──────── Exercise input
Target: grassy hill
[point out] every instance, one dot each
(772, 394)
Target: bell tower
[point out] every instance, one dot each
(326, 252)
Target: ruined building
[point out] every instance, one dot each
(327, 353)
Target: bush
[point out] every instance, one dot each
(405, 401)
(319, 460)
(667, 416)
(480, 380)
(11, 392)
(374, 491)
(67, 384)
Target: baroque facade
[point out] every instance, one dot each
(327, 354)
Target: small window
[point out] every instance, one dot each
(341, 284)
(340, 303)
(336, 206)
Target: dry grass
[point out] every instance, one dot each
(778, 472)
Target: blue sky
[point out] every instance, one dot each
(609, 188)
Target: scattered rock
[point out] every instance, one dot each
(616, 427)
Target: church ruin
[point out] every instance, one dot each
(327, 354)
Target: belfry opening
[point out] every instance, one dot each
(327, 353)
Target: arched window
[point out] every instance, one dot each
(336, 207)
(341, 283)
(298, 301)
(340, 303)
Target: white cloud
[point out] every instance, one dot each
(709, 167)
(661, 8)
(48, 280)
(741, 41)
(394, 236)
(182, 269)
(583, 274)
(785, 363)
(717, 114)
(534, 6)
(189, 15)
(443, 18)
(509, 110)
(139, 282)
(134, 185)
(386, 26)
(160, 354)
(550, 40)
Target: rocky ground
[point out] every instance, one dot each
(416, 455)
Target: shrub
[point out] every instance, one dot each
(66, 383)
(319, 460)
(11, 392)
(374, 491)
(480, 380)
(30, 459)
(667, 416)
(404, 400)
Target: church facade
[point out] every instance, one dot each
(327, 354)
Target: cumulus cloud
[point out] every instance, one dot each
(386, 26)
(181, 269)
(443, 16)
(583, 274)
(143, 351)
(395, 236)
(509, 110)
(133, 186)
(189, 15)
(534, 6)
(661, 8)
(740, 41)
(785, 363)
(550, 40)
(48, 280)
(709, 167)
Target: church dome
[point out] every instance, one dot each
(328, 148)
────────────────
──────── Exercise input
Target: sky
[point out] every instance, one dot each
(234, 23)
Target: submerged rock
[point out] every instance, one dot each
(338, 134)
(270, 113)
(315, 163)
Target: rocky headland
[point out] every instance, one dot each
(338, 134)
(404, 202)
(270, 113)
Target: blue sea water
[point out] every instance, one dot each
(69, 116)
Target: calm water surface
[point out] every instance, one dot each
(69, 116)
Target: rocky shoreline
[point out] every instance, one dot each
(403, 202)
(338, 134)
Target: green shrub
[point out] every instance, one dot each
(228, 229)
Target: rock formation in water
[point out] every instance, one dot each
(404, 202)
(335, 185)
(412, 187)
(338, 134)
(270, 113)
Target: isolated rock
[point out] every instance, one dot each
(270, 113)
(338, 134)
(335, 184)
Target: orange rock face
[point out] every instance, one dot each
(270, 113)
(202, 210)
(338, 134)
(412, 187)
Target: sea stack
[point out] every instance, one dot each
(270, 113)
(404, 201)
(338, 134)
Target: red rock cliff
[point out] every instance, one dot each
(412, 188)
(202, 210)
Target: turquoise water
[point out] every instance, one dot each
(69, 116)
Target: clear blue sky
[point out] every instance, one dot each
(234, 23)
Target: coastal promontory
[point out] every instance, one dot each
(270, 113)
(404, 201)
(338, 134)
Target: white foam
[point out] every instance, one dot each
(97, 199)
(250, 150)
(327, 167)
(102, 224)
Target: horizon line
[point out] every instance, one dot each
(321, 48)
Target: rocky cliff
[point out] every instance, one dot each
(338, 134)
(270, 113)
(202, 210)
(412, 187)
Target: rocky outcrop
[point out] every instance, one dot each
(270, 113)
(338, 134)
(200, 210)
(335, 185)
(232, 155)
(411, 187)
────────────────
──────── Exercise input
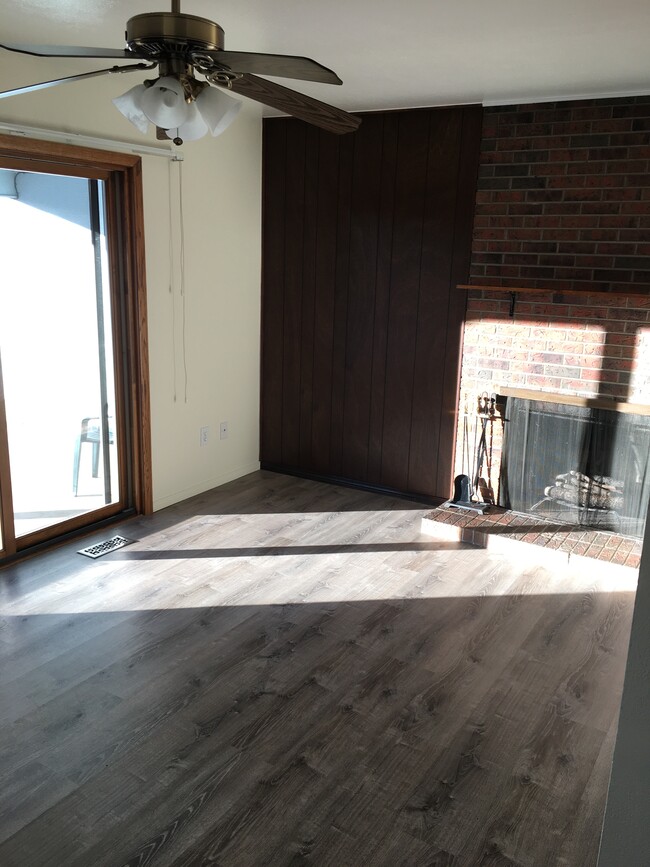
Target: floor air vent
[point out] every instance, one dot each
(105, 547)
────────────────
What to work on: Using the entries above, repeat only the lines from the one containing "Target: rocky headland" through the one containing "Target: rocky shoreline", end lines included.

Answer space:
Target: rocky headland
[point out] every instance, one dot each
(338, 134)
(404, 202)
(270, 113)
Target: blue sea water
[point out] every instance, one dot each
(69, 116)
Target: calm water surface
[point out] every instance, one dot each
(69, 116)
Target: rocky shoreline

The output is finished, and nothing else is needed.